### Data shown ###

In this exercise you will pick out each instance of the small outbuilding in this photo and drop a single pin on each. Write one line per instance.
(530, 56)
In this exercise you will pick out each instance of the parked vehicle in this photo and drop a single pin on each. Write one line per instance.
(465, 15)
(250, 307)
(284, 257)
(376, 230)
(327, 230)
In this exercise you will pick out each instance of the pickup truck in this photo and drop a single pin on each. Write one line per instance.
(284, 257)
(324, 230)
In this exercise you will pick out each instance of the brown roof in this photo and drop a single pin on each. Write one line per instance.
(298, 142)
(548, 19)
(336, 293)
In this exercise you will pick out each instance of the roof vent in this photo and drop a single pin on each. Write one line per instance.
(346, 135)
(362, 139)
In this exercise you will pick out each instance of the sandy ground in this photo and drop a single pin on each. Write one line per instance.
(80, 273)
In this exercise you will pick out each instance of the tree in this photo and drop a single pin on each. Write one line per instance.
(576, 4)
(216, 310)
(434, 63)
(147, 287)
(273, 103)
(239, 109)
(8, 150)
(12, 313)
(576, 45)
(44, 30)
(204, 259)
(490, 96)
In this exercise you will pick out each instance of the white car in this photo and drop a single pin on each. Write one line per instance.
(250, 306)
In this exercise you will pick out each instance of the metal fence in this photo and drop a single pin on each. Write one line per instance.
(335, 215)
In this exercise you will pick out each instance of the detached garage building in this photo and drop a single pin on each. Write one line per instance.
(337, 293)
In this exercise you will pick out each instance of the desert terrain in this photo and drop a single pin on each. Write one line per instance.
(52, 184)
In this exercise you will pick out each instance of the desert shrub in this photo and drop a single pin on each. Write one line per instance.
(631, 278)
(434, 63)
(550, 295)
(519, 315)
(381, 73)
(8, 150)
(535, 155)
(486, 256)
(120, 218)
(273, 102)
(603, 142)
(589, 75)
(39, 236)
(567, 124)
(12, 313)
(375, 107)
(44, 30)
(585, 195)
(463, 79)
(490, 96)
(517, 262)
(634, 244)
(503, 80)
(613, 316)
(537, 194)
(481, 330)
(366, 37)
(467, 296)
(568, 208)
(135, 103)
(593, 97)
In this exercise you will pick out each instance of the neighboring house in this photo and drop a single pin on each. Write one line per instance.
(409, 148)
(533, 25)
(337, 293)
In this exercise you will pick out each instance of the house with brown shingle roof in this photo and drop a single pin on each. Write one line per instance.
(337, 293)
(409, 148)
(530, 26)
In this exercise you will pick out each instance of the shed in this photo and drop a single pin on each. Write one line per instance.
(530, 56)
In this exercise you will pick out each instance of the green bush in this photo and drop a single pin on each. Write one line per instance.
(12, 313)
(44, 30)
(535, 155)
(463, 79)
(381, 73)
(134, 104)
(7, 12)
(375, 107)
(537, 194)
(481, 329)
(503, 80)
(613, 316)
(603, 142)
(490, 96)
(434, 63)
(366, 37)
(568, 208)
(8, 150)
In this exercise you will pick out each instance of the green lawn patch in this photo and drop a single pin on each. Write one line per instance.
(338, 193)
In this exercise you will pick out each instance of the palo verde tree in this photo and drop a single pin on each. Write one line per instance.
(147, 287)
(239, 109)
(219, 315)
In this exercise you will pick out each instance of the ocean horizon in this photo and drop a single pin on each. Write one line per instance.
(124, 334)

###
### Data shown ###

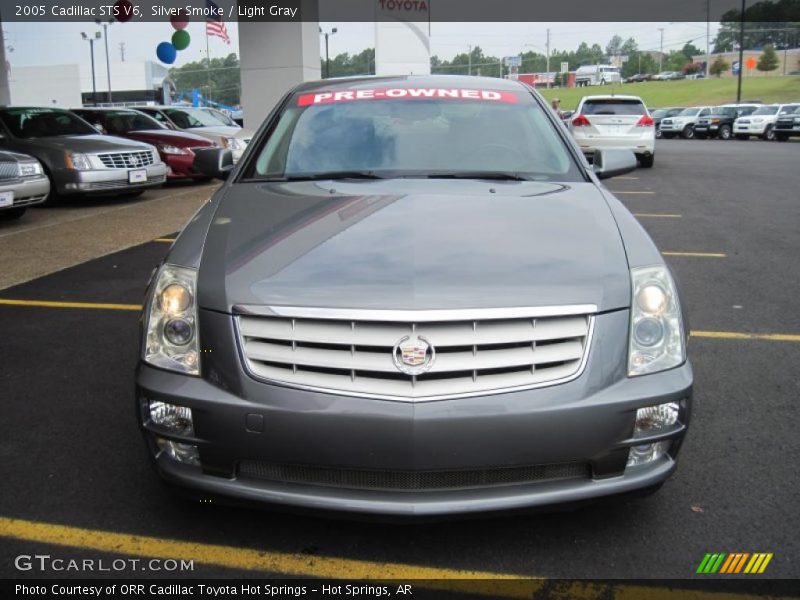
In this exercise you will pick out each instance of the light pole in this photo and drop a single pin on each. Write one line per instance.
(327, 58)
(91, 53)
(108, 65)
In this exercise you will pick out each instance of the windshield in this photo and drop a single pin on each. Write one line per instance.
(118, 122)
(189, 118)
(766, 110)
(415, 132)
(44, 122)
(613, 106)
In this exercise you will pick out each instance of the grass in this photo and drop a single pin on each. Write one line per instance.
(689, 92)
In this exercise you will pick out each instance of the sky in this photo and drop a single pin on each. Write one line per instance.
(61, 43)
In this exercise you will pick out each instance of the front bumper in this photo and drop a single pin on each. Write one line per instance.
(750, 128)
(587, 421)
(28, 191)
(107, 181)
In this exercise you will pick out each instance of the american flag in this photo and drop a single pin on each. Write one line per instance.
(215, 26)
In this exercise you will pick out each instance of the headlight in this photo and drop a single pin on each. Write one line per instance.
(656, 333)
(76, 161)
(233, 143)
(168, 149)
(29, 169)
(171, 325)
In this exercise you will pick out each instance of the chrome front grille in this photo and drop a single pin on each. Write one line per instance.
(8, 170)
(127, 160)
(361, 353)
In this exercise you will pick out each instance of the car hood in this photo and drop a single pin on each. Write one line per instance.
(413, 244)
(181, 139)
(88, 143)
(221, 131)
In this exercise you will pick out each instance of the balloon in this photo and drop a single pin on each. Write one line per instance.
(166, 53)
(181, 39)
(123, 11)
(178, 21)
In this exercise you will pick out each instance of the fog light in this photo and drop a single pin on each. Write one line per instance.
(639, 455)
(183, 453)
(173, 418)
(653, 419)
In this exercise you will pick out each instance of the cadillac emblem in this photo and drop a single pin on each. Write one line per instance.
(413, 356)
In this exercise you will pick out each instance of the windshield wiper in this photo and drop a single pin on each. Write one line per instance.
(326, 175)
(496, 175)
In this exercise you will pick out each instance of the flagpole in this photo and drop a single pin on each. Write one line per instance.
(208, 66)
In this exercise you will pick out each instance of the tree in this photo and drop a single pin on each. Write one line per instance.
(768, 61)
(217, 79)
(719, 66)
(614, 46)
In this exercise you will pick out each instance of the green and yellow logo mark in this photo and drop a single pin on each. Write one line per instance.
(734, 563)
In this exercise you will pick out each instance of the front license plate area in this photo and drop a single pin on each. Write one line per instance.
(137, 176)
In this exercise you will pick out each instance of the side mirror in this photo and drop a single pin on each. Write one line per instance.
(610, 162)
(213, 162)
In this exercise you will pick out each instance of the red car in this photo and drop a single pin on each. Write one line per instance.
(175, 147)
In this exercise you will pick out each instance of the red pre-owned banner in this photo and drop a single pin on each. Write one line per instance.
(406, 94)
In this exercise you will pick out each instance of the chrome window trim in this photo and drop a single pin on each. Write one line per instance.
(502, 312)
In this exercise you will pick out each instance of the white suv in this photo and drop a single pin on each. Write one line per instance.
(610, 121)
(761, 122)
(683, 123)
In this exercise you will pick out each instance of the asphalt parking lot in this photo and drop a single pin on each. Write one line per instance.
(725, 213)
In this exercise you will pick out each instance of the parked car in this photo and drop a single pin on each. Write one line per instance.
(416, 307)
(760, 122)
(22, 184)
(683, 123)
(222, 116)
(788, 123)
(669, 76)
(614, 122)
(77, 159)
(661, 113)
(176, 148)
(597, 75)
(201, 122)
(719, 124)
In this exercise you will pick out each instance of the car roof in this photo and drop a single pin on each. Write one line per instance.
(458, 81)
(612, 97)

###
### Data shown ###

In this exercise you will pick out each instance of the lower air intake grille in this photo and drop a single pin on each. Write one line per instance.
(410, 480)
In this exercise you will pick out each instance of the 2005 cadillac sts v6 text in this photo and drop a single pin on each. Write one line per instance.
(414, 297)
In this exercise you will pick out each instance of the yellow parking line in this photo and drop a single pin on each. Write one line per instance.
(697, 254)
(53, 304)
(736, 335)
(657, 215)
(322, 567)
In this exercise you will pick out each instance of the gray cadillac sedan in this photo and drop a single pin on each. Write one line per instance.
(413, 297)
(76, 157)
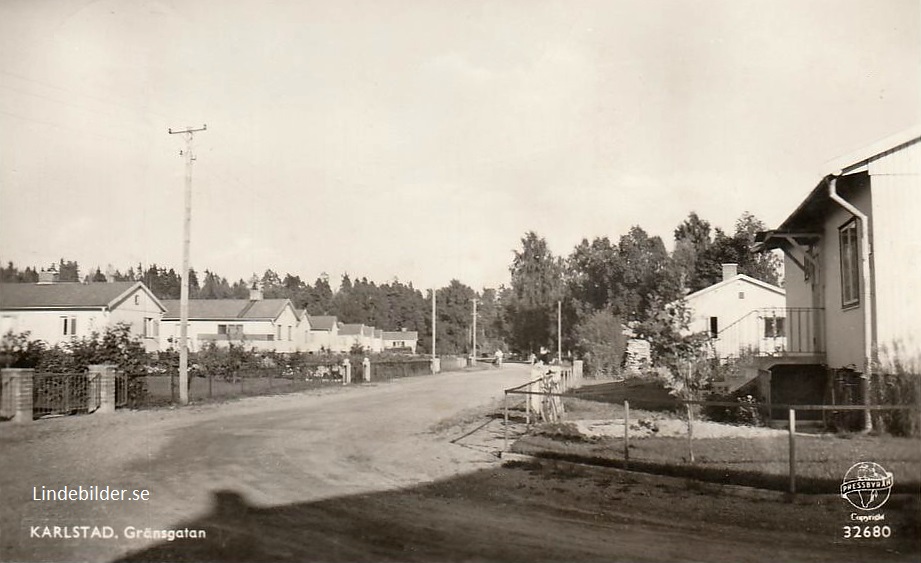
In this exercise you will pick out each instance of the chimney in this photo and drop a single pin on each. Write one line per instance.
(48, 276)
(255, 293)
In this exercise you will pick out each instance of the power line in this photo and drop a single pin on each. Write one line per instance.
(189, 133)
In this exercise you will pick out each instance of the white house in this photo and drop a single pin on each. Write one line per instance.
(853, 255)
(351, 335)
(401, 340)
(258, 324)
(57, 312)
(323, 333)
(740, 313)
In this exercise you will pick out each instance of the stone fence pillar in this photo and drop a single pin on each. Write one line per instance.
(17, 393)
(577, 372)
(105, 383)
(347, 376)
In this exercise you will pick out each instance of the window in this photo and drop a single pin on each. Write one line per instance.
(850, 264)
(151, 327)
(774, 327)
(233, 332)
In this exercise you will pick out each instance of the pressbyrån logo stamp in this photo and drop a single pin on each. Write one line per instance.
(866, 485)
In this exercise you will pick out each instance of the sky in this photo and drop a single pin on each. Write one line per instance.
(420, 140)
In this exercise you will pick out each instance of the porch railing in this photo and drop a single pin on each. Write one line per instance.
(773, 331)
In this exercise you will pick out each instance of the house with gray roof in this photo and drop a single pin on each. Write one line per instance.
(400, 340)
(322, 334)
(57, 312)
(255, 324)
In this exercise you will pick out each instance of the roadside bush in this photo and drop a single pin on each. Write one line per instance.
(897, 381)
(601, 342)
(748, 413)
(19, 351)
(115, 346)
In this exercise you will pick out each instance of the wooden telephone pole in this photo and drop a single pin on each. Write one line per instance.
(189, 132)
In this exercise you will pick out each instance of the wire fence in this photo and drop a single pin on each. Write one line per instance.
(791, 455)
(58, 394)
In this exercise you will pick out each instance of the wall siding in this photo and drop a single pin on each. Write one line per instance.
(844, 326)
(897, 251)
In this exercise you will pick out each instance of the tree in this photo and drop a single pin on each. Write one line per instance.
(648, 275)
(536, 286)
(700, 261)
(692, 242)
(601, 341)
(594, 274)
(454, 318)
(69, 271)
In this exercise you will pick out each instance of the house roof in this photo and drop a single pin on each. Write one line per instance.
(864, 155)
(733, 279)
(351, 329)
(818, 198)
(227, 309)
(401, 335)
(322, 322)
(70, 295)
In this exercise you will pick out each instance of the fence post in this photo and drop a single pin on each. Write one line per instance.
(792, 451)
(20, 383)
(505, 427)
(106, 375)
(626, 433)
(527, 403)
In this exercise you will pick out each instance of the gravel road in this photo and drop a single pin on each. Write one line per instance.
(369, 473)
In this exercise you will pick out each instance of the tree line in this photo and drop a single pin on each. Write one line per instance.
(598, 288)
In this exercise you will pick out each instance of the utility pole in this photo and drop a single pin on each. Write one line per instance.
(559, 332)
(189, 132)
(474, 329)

###

Find each line in the entries above that contains the word "gray" and copy every such line in full.

# Written answer
In this exercise you will pick out each instance of the gray cadillac sedan in this photo and drop a single pin on each. Write one line per instance.
In this exercise you will pick out each instance of the house with gray roof in this photo and drop a single pin on each. Write one line per instance.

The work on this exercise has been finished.